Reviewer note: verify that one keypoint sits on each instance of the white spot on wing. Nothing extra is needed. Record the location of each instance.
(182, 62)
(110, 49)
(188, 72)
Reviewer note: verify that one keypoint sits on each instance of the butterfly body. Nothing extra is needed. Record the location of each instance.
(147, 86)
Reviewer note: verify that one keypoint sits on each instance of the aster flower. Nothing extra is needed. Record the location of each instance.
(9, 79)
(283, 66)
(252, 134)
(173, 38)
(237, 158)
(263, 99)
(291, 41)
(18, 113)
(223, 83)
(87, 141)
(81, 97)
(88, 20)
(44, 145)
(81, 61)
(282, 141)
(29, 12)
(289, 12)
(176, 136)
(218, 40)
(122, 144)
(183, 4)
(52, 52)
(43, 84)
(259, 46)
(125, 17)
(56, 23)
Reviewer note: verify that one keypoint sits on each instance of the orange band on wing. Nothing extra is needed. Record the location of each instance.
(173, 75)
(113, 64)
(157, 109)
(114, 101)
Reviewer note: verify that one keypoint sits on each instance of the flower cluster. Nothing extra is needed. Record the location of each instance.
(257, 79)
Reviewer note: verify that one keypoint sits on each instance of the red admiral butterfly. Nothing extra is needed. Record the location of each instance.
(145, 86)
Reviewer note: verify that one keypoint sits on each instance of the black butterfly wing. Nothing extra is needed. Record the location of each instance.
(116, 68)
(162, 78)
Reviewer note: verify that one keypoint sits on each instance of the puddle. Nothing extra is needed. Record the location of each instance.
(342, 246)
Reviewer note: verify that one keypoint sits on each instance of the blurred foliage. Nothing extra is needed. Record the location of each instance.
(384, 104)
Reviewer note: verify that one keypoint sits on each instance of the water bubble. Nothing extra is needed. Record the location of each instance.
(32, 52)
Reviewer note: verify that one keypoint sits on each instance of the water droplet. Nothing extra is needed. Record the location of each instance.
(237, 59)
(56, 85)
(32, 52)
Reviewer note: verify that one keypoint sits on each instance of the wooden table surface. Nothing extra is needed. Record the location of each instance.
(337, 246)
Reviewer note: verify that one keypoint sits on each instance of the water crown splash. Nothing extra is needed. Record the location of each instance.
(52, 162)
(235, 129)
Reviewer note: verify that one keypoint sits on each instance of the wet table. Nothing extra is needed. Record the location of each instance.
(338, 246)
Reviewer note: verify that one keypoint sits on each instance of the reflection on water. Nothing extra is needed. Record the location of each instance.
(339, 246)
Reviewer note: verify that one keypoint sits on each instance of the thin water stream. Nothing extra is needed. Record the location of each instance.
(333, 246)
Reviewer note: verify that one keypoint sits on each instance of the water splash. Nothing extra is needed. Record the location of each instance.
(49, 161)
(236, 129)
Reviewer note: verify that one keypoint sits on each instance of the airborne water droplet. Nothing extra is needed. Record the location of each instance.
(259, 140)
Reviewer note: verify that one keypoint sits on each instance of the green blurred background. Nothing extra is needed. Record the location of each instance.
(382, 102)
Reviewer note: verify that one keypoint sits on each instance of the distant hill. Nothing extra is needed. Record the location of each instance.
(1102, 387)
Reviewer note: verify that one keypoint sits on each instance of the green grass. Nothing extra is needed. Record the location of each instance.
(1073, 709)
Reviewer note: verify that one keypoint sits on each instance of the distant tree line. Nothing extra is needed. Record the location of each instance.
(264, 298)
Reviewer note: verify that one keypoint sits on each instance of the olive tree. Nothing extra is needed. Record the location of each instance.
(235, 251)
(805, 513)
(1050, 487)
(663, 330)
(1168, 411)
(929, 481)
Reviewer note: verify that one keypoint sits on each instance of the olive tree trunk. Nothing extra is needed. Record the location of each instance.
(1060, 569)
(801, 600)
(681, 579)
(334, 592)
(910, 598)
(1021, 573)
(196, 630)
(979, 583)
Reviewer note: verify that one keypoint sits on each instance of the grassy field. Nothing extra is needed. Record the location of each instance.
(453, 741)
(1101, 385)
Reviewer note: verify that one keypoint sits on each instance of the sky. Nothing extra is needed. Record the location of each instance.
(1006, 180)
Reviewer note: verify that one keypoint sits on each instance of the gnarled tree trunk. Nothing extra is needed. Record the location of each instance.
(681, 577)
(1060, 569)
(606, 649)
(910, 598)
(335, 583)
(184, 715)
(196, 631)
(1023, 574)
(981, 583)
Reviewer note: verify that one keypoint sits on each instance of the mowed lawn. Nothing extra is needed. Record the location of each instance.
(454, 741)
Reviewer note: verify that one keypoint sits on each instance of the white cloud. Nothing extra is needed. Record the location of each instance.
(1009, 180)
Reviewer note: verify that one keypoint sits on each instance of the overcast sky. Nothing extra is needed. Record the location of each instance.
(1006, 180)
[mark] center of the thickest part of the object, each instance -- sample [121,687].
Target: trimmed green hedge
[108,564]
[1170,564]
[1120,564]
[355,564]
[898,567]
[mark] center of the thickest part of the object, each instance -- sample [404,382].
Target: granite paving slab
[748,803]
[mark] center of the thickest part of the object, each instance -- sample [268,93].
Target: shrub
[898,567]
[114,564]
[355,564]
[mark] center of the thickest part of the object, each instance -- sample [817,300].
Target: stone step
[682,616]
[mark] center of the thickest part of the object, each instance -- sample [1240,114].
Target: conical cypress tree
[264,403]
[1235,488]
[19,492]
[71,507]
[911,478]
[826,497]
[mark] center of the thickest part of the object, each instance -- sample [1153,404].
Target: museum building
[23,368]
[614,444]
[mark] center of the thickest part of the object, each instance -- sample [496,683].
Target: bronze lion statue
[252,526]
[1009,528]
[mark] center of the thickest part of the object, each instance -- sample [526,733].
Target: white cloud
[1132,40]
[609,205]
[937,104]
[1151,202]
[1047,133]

The task ::
Restate the records, all of them, precisely as written.

The completed task ::
Reviewer note: verify that one keypoint sits on each instance of the white spot on wing. Nothing extra is needed. Record the location of each instance.
(182, 62)
(110, 49)
(188, 72)
Reviewer note: verify that one keypoint sits on each instance of the butterfly body. Nothing extra is needed. Record the location of each instance.
(147, 86)
Reviewer note: verify that one keypoint sits on each instance of the aster flower. Nothing extra is needed. Record the location of each instance.
(9, 79)
(283, 66)
(252, 134)
(173, 38)
(237, 158)
(263, 99)
(291, 41)
(18, 113)
(223, 83)
(87, 141)
(81, 97)
(88, 20)
(44, 145)
(81, 61)
(282, 141)
(29, 12)
(289, 12)
(176, 136)
(218, 40)
(122, 144)
(183, 4)
(52, 52)
(43, 84)
(259, 46)
(125, 17)
(56, 23)
Reviewer note: verify that one keypoint sits on each instance of the orange band on wing. Nothing extra is needed. Record the location of each instance.
(173, 75)
(113, 64)
(157, 109)
(114, 101)
Reviewer note: verify that one keypoint sits on each instance of the flower cluster. Nothing extra is needed. Record the location of each instance.
(257, 79)
Reviewer note: verify that one keypoint sits on each instance of the red admiral butterfly. Nothing extra is needed. Record the location of each instance.
(145, 86)
Reviewer note: verify that one keypoint sits on each instance of the black butterfly wing. Nothing extra is needed. Record the location of each instance.
(116, 68)
(162, 78)
Reviewer note: verify that one keypoint sits on each instance of the puddle. Nothing extra is needed. Record the location of each instance.
(342, 246)
Reviewer note: verify that one keypoint sits on each instance of the blurred foliage. Nothing extra is needed. Record the location of each instance.
(384, 104)
Reviewer note: verify that one keypoint sits on each instance of the water bubble. Nothing extra is needed. Record the location of each instance.
(32, 52)
Reviewer note: verify that one keypoint sits on each instance of the water droplet. Nothing extra is needed. Record the location of each instance.
(237, 59)
(56, 85)
(32, 52)
Reviewer note: verify that one keypoint sits on each instance of the wooden table surface. Nothing extra is needed. Record the location of each instance.
(337, 246)
Reviewer note: verify that one keypoint sits on each instance of the water crown splash. Nothing extra is needed. Record the location of each instance.
(52, 162)
(235, 129)
Reviewer note: verify that one keypoint sits on each instance of the wet table. Nothing extra is needed. Record the location of each instance.
(338, 246)
Reviewer note: verify that one keypoint sits on each instance of the reflection on water. Nothing extra is needed. Record the location of each instance.
(339, 246)
Reviewer note: verify that one keypoint sits on each instance of the thin water stream. Nothing extra is needed. Record the location of each instance.
(333, 246)
Reviewer note: verify that one keypoint sits on each instance of the water splash. Nothing extra is needed. Record the location of each instance.
(49, 161)
(236, 129)
Reviewer note: verify that one keypoint sits on each instance of the airborne water droplet. Nothing extra is needed. Record the location of each instance.
(259, 140)
Reviewer note: verify that one keypoint sits on each instance of the green blurred background. Nothing extra is needed. Record the location of each instance.
(382, 102)
Reviewer note: verify that one keypoint sits on each instance of the distant hill. Nothing extra is needed. Record the location of each instance.
(1102, 387)
Reviewer note: verify that one keypoint sits on each instance of the green grass. Nothing extra is needed. Record the location of each instance.
(1073, 709)
Reviewer note: verify that one keypoint sits on each instance of the distant tree line. Nothing extra is needed. Record the location of each instance.
(264, 298)
Reviewer note: verify that one keypoint sits on each instance of the olive tree. Nothing extra is needed. Record the location of each instance.
(235, 251)
(805, 513)
(1050, 487)
(663, 330)
(1168, 411)
(929, 481)
Reviewer note: verify that one keypoint sits on each instance of the olive tree trunk. Nothing extra is needed. Record the location of each instance.
(1060, 569)
(801, 600)
(681, 579)
(334, 592)
(910, 598)
(1021, 573)
(196, 630)
(979, 583)
Reviewer note: verify that one keypoint sits on each instance of the grassy field. Nothing extra is needed. Record the location of each instance.
(453, 741)
(1101, 385)
Reviewer note: verify that one keypoint sits on each instance of the sky. Nothing extra is needed. Record the location of each instance.
(1006, 180)
Reviewer note: verify that one keypoint sits on each instance of the gnarled tree trunk. Nothing extra is needed. Record the location of each instance.
(681, 577)
(1060, 569)
(606, 649)
(910, 598)
(335, 583)
(184, 715)
(196, 631)
(1023, 574)
(981, 583)
Reviewer note: verify that one keypoint sits on each instance of the mowed lawn. Nothing extra is needed. Record the location of each instance.
(454, 741)
Reviewer note: verify that one keypoint sits on each instance of the white cloud. Nothing extra is needed. Record the location of each instance.
(1009, 180)
Reviewer note: verify that one keypoint sits on each instance of the overcast sky. Nothing extra is needed. Record the location of each instance.
(1006, 180)
[mark] center of the thickest part of the object, each instance -- sample [121,687].
Target: trimmed green hedge
[108,564]
[1170,564]
[1120,564]
[355,564]
[898,567]
[mark] center of the thickest part of the object, each instance -- sample [404,382].
Target: granite paving slab
[748,803]
[mark] center of the thickest part of the object, each instance -- sample [268,93].
Target: shrub
[898,567]
[114,564]
[355,564]
[mark] center of the thickest part of the object, each instance -- sample [817,300].
Target: stone step
[682,616]
[mark] center of the thickest part of the object, each instance -- sample [1240,114].
Target: conical cypress tree
[264,403]
[1235,488]
[19,492]
[71,507]
[911,478]
[826,497]
[mark] center of the thickest part of the object, each instance -- sample [1153,404].
Target: museum building
[23,368]
[614,444]
[mark] center of the thickest part of the object, each instance -- sample [496,683].
Target: bronze lion statue
[252,526]
[1009,528]
[mark] center of the thickest part of the object, each instance -- sample [526,733].
Target: white cloud
[1132,40]
[609,205]
[937,104]
[1151,202]
[1047,133]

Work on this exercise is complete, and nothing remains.